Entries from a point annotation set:
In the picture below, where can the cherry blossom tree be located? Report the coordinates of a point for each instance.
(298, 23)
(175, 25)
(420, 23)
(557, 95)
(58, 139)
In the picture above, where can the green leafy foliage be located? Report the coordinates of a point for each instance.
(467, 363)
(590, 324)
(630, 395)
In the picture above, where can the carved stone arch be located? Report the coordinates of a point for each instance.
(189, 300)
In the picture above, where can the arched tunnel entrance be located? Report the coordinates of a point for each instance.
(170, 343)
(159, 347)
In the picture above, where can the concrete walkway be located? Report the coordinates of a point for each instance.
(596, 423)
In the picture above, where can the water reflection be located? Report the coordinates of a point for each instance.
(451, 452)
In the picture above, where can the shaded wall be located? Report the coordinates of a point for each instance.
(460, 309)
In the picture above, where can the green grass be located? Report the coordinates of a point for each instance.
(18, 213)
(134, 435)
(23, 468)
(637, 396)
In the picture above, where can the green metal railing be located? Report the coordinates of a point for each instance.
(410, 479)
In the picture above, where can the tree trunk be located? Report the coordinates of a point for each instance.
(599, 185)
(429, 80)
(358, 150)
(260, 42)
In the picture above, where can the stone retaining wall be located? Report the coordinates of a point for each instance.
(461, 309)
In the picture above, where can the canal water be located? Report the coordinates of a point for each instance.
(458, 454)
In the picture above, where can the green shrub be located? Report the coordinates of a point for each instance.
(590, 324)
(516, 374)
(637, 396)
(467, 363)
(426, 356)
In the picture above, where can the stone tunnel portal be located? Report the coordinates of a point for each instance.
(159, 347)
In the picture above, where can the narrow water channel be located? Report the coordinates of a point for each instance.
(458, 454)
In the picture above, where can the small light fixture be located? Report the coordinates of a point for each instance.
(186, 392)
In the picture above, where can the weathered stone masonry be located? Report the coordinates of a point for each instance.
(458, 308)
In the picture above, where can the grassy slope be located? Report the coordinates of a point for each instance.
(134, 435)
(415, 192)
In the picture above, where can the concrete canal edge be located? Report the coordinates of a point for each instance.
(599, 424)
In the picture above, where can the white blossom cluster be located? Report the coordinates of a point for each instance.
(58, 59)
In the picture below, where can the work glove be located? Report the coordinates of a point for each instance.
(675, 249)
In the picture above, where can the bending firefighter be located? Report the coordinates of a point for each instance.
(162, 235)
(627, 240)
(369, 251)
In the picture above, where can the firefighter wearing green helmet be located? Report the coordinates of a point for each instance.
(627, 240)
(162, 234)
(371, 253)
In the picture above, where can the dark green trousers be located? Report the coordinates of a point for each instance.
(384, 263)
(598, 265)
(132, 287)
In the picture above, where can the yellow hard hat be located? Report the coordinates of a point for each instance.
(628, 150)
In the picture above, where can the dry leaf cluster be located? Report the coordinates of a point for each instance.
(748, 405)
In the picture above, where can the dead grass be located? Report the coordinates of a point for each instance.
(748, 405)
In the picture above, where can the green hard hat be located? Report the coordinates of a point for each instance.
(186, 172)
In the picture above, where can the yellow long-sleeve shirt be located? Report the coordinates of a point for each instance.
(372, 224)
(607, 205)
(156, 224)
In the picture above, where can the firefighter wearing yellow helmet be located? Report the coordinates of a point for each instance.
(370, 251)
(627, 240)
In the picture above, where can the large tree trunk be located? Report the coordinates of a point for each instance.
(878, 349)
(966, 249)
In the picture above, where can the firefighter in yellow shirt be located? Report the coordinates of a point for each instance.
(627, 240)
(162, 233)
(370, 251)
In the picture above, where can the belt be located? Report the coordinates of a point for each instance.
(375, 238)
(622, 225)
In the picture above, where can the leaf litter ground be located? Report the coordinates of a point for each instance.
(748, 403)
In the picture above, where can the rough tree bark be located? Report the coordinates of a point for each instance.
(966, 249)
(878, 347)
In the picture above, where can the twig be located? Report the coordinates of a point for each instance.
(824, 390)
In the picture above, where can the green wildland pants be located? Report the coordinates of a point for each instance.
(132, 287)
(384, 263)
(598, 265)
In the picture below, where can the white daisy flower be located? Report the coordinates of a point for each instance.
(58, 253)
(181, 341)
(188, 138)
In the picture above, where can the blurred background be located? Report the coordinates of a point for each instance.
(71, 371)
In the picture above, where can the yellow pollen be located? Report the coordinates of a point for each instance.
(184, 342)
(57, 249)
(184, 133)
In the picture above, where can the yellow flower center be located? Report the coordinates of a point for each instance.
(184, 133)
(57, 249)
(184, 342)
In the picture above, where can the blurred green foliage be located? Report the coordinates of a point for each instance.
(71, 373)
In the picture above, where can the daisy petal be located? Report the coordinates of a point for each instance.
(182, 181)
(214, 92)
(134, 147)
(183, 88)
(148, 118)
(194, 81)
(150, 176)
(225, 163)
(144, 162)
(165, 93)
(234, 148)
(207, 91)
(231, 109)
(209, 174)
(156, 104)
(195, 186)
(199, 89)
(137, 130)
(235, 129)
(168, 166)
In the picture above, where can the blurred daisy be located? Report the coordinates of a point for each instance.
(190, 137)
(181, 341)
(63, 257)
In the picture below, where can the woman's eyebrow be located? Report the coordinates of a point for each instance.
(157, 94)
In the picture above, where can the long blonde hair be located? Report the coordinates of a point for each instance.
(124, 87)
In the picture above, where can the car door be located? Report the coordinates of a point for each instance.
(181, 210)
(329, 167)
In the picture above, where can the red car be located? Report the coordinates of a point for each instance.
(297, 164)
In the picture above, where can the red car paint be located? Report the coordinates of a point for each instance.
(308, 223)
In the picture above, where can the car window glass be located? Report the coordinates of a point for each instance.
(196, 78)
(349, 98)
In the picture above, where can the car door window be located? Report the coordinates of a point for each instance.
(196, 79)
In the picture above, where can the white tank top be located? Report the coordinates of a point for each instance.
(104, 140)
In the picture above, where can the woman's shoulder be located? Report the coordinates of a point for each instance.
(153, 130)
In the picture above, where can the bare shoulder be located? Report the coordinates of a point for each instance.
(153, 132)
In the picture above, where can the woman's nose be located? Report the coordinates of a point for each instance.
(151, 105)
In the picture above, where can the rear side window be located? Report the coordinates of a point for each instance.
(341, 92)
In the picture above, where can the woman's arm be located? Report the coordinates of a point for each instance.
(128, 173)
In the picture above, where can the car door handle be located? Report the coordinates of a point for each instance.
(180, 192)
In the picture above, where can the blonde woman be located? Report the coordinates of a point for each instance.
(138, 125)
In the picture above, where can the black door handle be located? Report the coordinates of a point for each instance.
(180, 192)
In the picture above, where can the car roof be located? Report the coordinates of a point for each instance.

To be done:
Starting at the line containing "In the picture above, where can the blonde" and ending with the last line of the data above, rewrite every line, including the requests, unchanged. Multiply each coordinate in the answers by 1.65 and round it to a whole number, rounding halves up.

Answer to the exercise:
In the picture above, where can the blonde woman be located? Report the coordinates of a point for each instance.
(228, 206)
In the picture above, where can the black door handle be located? Report the coordinates of a point for each instance.
(297, 317)
In the picture above, where can the car roof be located? Report the coordinates of a point for each instance.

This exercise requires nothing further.